■ The request ■
Copy all of the following data line for line, with no changes.
* Begin *
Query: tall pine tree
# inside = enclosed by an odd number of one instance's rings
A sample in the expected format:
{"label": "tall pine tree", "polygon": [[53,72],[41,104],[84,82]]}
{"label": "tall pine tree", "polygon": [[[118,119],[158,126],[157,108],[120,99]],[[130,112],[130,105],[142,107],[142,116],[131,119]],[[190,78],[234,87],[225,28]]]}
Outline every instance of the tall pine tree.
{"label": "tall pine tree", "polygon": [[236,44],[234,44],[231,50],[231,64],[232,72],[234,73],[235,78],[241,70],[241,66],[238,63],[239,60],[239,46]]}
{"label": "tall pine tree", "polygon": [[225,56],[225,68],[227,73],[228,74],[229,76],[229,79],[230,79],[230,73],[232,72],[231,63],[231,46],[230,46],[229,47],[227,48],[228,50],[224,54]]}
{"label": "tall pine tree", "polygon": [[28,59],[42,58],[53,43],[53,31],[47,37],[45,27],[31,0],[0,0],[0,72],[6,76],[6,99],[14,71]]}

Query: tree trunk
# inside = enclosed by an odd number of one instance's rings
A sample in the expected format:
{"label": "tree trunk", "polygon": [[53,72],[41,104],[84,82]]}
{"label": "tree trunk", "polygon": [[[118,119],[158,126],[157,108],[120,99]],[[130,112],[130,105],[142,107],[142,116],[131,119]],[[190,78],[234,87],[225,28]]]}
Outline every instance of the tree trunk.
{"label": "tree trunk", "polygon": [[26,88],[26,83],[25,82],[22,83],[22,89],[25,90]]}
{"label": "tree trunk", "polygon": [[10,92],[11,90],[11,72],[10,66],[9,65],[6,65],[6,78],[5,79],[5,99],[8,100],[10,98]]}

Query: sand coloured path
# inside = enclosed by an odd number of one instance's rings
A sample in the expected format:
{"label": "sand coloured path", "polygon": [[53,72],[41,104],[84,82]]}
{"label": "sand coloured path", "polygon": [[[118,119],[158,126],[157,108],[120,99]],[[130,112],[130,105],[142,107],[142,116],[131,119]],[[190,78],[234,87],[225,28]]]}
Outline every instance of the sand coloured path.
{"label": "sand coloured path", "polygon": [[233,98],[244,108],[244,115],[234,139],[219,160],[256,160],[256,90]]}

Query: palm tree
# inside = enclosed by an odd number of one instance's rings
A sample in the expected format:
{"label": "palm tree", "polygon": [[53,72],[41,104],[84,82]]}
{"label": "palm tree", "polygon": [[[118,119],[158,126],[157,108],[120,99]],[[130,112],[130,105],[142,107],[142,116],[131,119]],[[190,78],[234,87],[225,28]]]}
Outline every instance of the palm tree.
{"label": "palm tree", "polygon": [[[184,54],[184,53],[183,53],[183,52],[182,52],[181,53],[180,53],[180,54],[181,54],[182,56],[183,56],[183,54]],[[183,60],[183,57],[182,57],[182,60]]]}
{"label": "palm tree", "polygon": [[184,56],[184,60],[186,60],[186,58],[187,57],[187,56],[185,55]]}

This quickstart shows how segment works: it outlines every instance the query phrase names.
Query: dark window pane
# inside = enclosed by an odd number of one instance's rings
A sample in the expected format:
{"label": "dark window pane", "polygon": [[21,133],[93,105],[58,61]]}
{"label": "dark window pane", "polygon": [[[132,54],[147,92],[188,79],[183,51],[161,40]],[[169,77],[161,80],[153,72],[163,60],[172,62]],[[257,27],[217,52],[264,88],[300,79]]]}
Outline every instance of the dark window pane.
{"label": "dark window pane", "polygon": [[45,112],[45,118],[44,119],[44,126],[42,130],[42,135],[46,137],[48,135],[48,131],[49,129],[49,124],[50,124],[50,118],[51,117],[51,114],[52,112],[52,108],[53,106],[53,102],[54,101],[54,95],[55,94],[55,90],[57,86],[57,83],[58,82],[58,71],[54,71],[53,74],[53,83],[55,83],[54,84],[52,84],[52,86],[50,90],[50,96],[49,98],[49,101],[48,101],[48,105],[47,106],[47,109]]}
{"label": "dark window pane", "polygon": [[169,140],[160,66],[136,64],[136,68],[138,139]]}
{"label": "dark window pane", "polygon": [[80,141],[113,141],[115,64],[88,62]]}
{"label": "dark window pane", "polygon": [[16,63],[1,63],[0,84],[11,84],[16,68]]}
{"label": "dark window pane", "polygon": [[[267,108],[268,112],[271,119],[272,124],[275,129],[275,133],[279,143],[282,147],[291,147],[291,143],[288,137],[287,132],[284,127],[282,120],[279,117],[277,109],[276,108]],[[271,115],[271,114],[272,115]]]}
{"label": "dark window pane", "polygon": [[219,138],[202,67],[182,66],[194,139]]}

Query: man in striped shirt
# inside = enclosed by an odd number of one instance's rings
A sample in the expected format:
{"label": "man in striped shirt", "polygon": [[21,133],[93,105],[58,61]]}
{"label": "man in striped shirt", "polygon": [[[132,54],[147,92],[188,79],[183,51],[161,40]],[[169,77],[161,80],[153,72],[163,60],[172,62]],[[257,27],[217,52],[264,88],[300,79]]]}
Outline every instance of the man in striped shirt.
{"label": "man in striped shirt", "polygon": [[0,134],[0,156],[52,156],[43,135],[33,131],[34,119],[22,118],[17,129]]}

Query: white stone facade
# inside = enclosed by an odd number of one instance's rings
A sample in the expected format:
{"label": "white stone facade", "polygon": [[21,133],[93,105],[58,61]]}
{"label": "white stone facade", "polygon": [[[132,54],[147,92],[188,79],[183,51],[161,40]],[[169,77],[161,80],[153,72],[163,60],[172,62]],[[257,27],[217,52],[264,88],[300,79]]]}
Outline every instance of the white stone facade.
* End *
■ The result ■
Query: tall pine tree
# inside = enclosed by an odd number of one instance's rings
A sample in the expected format:
{"label": "tall pine tree", "polygon": [[53,72],[41,104],[84,82]]}
{"label": "tall pine tree", "polygon": [[[118,119],[158,126],[157,108],[120,99]],[[130,112],[130,105],[142,107],[142,116],[131,119]],[[190,78],[234,87],[225,28]]]}
Outline every instance of the tall pine tree.
{"label": "tall pine tree", "polygon": [[236,44],[234,44],[231,50],[231,64],[232,72],[234,73],[235,78],[241,70],[241,66],[238,63],[239,60],[239,46]]}
{"label": "tall pine tree", "polygon": [[225,56],[225,68],[227,73],[228,74],[229,76],[229,79],[230,79],[230,73],[232,72],[231,63],[231,46],[230,46],[229,47],[227,48],[228,50],[224,54]]}
{"label": "tall pine tree", "polygon": [[28,59],[42,58],[53,43],[53,31],[47,37],[45,27],[31,0],[0,0],[0,72],[6,76],[6,99],[14,71]]}

Query: tree trunk
# inside = enclosed by an odd number of one instance's rings
A sample in the expected format:
{"label": "tree trunk", "polygon": [[53,72],[41,104],[84,82]]}
{"label": "tree trunk", "polygon": [[[118,119],[158,126],[157,108],[120,99]],[[130,112],[130,105],[142,107],[142,116],[131,119]],[[190,78],[234,87],[225,28]]]}
Outline every instance of the tree trunk.
{"label": "tree trunk", "polygon": [[26,88],[26,83],[25,82],[22,83],[22,89],[25,90]]}
{"label": "tree trunk", "polygon": [[10,92],[11,90],[11,72],[10,66],[9,65],[6,65],[6,78],[5,79],[5,99],[8,100],[10,98]]}

Query: sand coloured path
# inside = enclosed by an odd number of one instance's rings
A sample in the expected format:
{"label": "sand coloured path", "polygon": [[53,72],[41,104],[84,82]]}
{"label": "sand coloured path", "polygon": [[[118,119],[158,126],[157,108],[120,99]],[[130,112],[130,105],[142,107],[142,116],[131,119]],[[190,78],[234,87],[225,28]]]}
Outline every instance of the sand coloured path.
{"label": "sand coloured path", "polygon": [[233,98],[244,108],[244,115],[234,139],[219,160],[256,160],[256,90]]}

Query: palm tree
# inside = enclosed by an odd number of one instance's rings
A sample in the expected format:
{"label": "palm tree", "polygon": [[53,72],[41,104],[84,82]]}
{"label": "palm tree", "polygon": [[[118,119],[158,126],[157,108],[120,99]],[[130,112],[130,105],[142,107],[142,116],[131,119]],[[190,78],[234,87],[225,28]]]}
Outline every instance of the palm tree.
{"label": "palm tree", "polygon": [[[184,54],[184,53],[183,53],[183,52],[182,52],[181,53],[180,53],[180,54],[181,54],[182,56],[183,56],[183,54]],[[183,60],[183,57],[182,57],[182,60]]]}
{"label": "palm tree", "polygon": [[184,56],[184,60],[186,60],[186,58],[187,57],[187,56],[185,55]]}

This quickstart shows how segment works: it outlines every instance the query phrase names.
Query: dark window pane
# inside = enclosed by an odd number of one instance's rings
A sample in the expected format:
{"label": "dark window pane", "polygon": [[21,133],[93,105],[58,61]]}
{"label": "dark window pane", "polygon": [[[132,54],[147,92],[188,79],[183,51],[161,40]],[[169,77],[161,80],[153,72],[163,60],[172,62]],[[257,27],[217,52],[264,88],[300,79]]]}
Outline every instance of the dark window pane.
{"label": "dark window pane", "polygon": [[45,112],[45,118],[44,119],[44,126],[42,130],[42,135],[46,137],[48,135],[48,131],[49,129],[49,124],[50,124],[50,118],[51,117],[51,114],[52,112],[52,108],[53,106],[53,102],[54,101],[54,95],[55,94],[55,90],[57,86],[57,83],[58,82],[58,71],[54,71],[53,74],[53,83],[55,83],[54,84],[52,84],[52,86],[50,90],[50,96],[49,98],[49,101],[48,101],[48,105],[47,106],[47,109]]}
{"label": "dark window pane", "polygon": [[169,140],[160,66],[136,64],[136,68],[138,139]]}
{"label": "dark window pane", "polygon": [[80,141],[113,141],[115,64],[88,62]]}
{"label": "dark window pane", "polygon": [[16,63],[1,63],[0,84],[11,84],[16,68]]}
{"label": "dark window pane", "polygon": [[[267,108],[268,112],[271,119],[272,124],[275,129],[275,133],[279,143],[282,147],[291,147],[291,143],[288,137],[287,132],[284,127],[282,120],[279,117],[277,109],[276,108]],[[271,115],[271,114],[272,115]]]}
{"label": "dark window pane", "polygon": [[219,138],[202,67],[182,66],[194,139]]}

Query: man in striped shirt
# inside = enclosed by an odd number of one instance's rings
A sample in the expected format:
{"label": "man in striped shirt", "polygon": [[21,133],[93,105],[58,61]]}
{"label": "man in striped shirt", "polygon": [[[132,54],[147,92],[188,79],[183,51],[161,40]],[[169,77],[161,80],[153,72],[163,60],[172,62]],[[257,27],[217,52],[264,88],[300,79]]]}
Outline every instance of the man in striped shirt.
{"label": "man in striped shirt", "polygon": [[0,134],[0,156],[52,156],[43,135],[33,131],[34,119],[22,118],[17,129]]}

Query: white stone facade
# inside = enclosed by an odd number of one instance's rings
A sample in the expected format:
{"label": "white stone facade", "polygon": [[21,133],[93,105],[58,61]]}
{"label": "white stone facade", "polygon": [[[132,54],[147,92],[188,79],[183,51],[161,40]],[[169,77],[161,80],[153,72],[163,60],[172,62]],[[257,27],[217,52],[264,88],[300,79]]]}
Outline every instance of the white stone facade.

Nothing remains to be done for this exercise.